▶ **INPUT DATA**

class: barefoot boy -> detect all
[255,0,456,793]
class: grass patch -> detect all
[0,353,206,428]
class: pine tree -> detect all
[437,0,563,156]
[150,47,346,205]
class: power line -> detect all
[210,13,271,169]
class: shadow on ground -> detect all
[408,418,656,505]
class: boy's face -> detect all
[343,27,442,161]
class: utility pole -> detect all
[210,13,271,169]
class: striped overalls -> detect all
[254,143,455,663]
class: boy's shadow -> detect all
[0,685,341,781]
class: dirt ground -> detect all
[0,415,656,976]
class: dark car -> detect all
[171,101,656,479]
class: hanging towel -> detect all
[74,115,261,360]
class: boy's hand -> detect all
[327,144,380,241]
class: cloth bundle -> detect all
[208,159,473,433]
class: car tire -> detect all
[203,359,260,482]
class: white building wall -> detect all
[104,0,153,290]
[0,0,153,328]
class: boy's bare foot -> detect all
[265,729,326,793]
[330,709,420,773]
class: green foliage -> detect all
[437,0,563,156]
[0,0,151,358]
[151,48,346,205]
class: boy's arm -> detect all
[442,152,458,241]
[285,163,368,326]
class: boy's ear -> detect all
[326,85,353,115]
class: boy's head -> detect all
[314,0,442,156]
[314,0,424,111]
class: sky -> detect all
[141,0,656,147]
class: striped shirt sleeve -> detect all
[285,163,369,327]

...

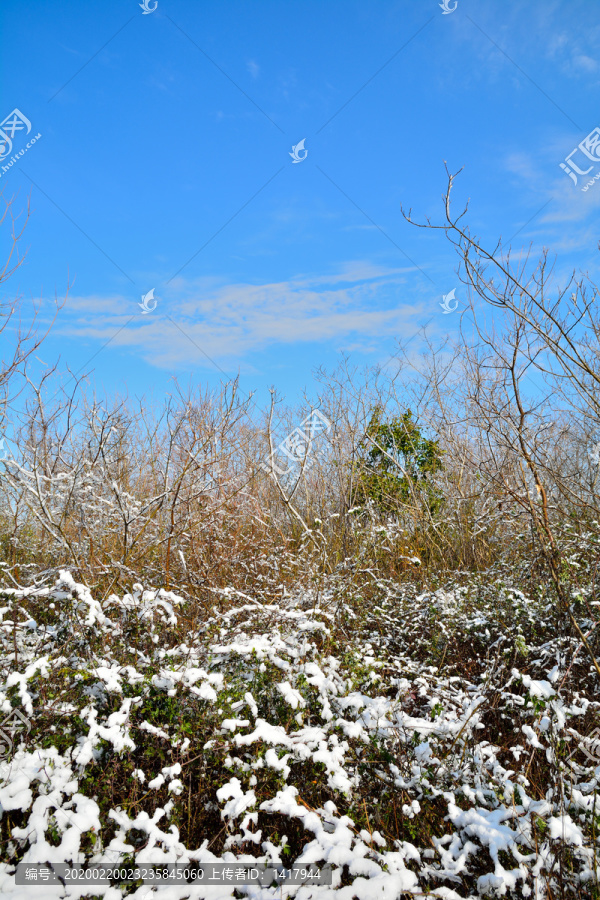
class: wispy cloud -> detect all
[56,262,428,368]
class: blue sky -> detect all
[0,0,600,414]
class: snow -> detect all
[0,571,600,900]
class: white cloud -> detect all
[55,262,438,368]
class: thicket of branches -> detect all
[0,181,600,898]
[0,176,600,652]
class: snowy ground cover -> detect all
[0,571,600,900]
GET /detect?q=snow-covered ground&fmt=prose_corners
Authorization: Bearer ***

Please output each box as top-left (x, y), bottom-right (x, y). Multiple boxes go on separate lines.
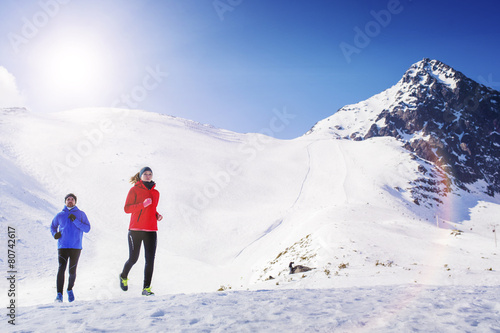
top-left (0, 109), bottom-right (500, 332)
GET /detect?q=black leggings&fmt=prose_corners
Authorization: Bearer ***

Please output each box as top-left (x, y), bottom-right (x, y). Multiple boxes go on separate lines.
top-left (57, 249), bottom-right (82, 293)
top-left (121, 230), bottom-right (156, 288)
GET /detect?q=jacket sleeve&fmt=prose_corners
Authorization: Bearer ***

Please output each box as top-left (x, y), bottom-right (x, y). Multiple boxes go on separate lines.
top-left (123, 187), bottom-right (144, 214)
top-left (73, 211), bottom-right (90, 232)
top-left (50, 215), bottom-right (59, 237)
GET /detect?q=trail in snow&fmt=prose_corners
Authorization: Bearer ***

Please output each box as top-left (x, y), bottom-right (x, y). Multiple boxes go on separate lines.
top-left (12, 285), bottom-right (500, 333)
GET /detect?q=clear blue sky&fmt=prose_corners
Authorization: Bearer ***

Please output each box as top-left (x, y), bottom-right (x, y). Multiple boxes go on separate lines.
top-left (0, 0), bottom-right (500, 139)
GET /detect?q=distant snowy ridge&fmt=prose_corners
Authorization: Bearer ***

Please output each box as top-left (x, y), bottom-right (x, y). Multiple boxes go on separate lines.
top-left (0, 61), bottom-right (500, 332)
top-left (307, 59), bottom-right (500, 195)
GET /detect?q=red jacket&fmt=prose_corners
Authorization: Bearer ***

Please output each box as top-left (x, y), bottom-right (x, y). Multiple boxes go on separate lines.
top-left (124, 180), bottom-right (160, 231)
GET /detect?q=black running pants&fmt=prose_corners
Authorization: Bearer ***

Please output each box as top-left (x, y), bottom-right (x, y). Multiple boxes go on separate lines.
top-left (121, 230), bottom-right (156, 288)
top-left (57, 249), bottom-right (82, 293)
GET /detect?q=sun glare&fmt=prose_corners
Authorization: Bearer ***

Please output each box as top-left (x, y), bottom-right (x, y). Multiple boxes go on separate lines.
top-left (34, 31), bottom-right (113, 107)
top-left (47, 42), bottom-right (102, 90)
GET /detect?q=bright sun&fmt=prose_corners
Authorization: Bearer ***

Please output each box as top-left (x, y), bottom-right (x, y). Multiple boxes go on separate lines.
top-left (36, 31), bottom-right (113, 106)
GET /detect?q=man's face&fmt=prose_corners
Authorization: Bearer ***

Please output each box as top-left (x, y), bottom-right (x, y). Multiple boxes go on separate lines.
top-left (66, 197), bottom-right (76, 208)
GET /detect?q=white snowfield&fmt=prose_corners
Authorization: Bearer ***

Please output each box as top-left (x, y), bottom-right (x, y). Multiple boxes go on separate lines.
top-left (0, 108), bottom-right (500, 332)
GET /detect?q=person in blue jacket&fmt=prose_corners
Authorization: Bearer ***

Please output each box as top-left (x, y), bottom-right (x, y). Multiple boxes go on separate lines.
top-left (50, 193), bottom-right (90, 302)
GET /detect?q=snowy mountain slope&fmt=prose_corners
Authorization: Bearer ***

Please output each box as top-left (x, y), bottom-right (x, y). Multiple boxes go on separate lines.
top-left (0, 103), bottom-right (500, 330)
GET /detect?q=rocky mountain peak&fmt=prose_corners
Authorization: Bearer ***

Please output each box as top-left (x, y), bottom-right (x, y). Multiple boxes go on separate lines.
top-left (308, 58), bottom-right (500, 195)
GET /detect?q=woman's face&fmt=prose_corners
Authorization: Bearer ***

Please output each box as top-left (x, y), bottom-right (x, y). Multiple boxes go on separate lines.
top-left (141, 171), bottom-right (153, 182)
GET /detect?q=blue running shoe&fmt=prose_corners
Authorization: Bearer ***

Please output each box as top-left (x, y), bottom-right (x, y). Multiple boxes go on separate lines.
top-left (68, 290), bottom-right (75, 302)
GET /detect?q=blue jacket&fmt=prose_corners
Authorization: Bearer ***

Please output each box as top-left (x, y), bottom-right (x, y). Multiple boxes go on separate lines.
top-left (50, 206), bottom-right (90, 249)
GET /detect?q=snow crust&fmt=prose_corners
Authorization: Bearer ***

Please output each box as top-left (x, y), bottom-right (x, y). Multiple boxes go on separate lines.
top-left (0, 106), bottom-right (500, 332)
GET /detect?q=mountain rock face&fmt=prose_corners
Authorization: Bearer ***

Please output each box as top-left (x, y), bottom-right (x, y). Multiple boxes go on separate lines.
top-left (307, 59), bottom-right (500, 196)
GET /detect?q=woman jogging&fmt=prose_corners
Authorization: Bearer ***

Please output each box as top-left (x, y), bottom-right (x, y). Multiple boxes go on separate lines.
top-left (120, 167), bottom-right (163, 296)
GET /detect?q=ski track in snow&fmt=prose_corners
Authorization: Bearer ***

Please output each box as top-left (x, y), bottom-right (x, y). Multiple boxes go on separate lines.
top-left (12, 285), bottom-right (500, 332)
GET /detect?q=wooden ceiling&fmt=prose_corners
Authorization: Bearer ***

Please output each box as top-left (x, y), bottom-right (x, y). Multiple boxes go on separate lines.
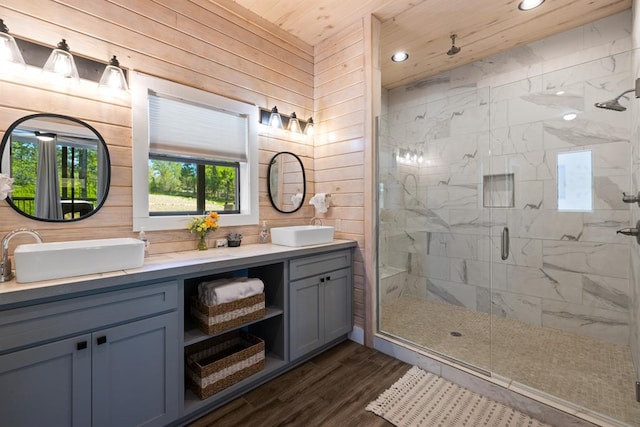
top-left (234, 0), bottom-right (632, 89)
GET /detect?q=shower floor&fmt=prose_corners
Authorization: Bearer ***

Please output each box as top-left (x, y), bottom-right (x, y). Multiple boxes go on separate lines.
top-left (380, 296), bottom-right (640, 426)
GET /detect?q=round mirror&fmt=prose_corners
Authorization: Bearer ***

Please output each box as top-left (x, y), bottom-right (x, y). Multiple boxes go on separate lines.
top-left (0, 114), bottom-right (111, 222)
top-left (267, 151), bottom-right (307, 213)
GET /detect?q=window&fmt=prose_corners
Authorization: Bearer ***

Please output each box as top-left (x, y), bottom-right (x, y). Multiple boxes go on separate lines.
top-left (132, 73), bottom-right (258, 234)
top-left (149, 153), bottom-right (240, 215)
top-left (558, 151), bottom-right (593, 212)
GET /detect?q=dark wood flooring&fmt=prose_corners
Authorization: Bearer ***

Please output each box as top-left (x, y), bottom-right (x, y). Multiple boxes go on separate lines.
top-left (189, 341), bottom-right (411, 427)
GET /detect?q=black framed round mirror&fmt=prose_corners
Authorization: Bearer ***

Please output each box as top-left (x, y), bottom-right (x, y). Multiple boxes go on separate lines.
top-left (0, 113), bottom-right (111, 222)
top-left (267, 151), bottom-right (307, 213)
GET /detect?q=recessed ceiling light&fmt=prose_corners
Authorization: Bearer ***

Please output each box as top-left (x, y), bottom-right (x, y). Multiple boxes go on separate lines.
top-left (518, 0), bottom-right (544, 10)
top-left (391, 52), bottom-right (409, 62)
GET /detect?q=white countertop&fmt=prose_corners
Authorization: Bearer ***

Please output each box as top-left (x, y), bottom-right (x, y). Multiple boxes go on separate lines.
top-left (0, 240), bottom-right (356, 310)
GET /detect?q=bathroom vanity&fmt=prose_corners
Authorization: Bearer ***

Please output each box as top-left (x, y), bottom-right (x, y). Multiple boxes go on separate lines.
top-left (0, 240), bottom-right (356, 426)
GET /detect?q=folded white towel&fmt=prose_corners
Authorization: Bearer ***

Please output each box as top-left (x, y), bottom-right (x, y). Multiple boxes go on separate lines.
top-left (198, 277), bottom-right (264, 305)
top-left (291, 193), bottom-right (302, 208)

▶ **PROBLEM TO SOLVE**
Rewrite the lines starting with the line that contains "GET /detect?q=clear blue" and going on through the line that contains "top-left (307, 59), bottom-right (500, 195)", with "snowy ridge" changed to "mountain ridge" and everything else left as it is.

▶ **WRITTEN SOLUTION**
GET /detect?q=clear blue sky&fmt=prose_corners
Authorization: Bearer ***

Please output each box as top-left (x, y), bottom-right (x, y). Multiple boxes go on separate lines.
top-left (0, 0), bottom-right (500, 139)
GET /detect?q=distant mountain ridge&fmt=prose_corners
Authorization: Bearer ***

Please output each box as top-left (x, y), bottom-right (x, y). Multiple boxes go on separate lines.
top-left (0, 61), bottom-right (500, 332)
top-left (307, 59), bottom-right (500, 195)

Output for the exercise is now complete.